Goal of the exercise: Please extract the part of the kokanee passage starting at "Numbers equal what" and ending at "and catch rates.", word for word.

++++ Extracted text ++++

Kokanee size is density dependant. That means, under normal conditions, having fewer fish in the lake results in larger fish. But a few factors including a sudden decline in Lake Pend Oreille of the mysis shrimp that compete for plankton with kokanee fry, and the suppression of lake trout, Corsi said, have given kokanee populations a jolt.
During trawl surveys last year, the nets trawlers used to catch kokanee to measure populations strained under the weight, and number of fish.
“We broke the record for the number of fish we had in a trawl net haul,” Corsi said. “We broke the record three times last year.”
Numbers equal what they were in the 1970s when anglers caught sacks of the small fish for the smoker, but anglers these days prefer bigger fish.
“It’s kind of a cultural shift,” said fishing guide Chad Landrum.
Maybe because of the sheer numbers, the Kamloop rainbow catch rate far exceeded what it had in years past, Landrum said. And other species including walleye have also hit record size and catch rates.
The abundance of the small salmon churns the engine of the lake’s fishery, he said.
The sentiment is spread across the board. Game fish in Pend Oreille rely on kokanee as a food source. The greater the source food, the more species can feed on the Kokanee and grow.
“Kokanee is what keeps the machine going,” Corsi said.

++++ Material shown ++++

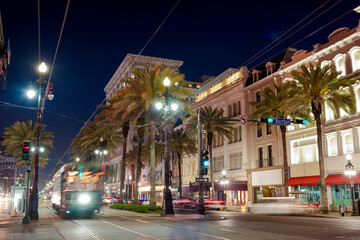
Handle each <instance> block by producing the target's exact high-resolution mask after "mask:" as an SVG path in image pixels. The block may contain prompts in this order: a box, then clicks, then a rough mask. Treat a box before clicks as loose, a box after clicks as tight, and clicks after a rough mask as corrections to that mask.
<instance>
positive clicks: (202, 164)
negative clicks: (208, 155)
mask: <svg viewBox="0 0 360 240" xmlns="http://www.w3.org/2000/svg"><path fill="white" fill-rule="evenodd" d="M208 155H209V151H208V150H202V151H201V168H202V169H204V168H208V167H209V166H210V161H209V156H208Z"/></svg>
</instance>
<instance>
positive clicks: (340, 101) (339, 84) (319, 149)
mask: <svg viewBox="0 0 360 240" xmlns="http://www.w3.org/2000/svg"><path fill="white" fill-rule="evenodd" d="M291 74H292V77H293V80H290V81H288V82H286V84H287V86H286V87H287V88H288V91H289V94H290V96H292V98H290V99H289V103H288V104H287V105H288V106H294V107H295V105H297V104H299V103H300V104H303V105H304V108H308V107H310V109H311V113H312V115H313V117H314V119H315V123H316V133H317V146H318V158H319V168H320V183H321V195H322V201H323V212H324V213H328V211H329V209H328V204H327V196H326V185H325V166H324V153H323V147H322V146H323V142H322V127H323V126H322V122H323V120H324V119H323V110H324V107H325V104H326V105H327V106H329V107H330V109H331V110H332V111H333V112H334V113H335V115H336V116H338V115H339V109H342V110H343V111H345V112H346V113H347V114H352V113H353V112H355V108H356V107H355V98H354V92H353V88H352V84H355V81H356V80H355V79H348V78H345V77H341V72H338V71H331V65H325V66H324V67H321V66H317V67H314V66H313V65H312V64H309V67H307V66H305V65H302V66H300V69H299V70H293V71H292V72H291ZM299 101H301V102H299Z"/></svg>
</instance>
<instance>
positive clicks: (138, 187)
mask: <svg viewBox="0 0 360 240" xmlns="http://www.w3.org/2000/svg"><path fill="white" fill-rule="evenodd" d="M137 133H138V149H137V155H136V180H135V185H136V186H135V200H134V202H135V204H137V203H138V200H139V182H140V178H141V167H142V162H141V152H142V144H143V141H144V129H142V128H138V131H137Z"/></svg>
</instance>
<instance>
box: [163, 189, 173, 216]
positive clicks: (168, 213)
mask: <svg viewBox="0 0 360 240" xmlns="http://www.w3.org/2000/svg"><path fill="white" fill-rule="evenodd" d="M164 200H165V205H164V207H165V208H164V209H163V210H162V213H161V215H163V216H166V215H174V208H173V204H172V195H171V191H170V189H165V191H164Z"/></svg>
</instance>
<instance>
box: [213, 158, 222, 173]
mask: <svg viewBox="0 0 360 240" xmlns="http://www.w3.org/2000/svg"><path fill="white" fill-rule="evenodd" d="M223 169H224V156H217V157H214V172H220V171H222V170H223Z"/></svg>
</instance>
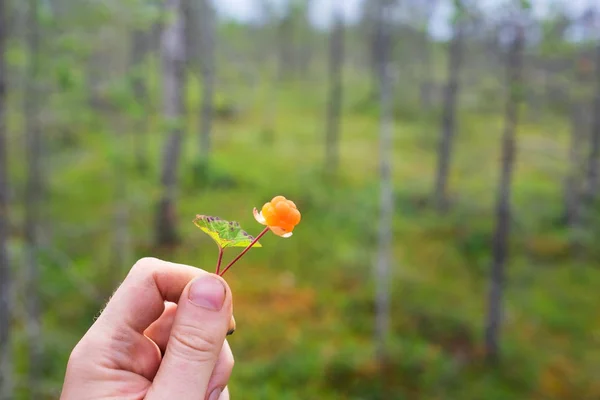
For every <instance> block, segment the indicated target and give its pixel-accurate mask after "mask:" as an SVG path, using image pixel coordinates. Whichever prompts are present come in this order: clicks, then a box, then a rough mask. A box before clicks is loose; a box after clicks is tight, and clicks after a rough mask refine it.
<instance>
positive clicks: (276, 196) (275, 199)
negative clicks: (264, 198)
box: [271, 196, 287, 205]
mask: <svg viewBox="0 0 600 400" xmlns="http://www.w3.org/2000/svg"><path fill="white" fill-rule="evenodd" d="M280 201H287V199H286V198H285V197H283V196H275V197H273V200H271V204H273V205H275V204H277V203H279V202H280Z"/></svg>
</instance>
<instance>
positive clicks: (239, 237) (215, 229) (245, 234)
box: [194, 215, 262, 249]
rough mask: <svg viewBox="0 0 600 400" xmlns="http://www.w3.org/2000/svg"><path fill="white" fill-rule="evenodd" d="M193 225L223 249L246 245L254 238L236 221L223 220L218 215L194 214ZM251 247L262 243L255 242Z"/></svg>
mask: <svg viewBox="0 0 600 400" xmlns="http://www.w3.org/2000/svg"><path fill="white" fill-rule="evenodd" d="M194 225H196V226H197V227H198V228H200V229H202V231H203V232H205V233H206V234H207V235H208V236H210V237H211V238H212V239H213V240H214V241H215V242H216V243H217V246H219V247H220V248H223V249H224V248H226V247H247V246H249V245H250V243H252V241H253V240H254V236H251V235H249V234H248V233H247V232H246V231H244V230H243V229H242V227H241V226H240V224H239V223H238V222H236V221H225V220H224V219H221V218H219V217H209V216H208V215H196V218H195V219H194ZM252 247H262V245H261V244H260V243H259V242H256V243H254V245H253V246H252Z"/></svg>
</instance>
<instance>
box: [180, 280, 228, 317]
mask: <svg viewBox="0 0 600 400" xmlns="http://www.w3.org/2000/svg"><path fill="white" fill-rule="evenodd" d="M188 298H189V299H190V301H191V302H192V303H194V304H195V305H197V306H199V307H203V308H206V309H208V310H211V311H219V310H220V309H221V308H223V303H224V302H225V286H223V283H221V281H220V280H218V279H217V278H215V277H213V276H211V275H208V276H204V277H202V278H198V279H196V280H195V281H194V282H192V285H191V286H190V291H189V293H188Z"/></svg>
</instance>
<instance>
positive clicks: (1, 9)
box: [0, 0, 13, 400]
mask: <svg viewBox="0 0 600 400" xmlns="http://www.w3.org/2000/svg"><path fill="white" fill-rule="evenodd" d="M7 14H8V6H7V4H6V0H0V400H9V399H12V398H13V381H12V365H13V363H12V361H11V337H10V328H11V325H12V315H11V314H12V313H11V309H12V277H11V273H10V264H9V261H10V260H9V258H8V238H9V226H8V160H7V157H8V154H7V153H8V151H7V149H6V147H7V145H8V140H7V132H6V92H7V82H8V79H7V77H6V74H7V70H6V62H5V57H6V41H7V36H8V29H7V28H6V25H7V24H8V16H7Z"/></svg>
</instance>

++++

Written reply:
Numbers equal what they were in the 1970s when anglers caught sacks of the small fish for the smoker, but anglers these days prefer bigger fish.
“It’s kind of a cultural shift,” said fishing guide Chad Landrum.
Maybe because of the sheer numbers, the Kamloop rainbow catch rate far exceeded what it had in years past, Landrum said. And other species including walleye have also hit record size and catch rates.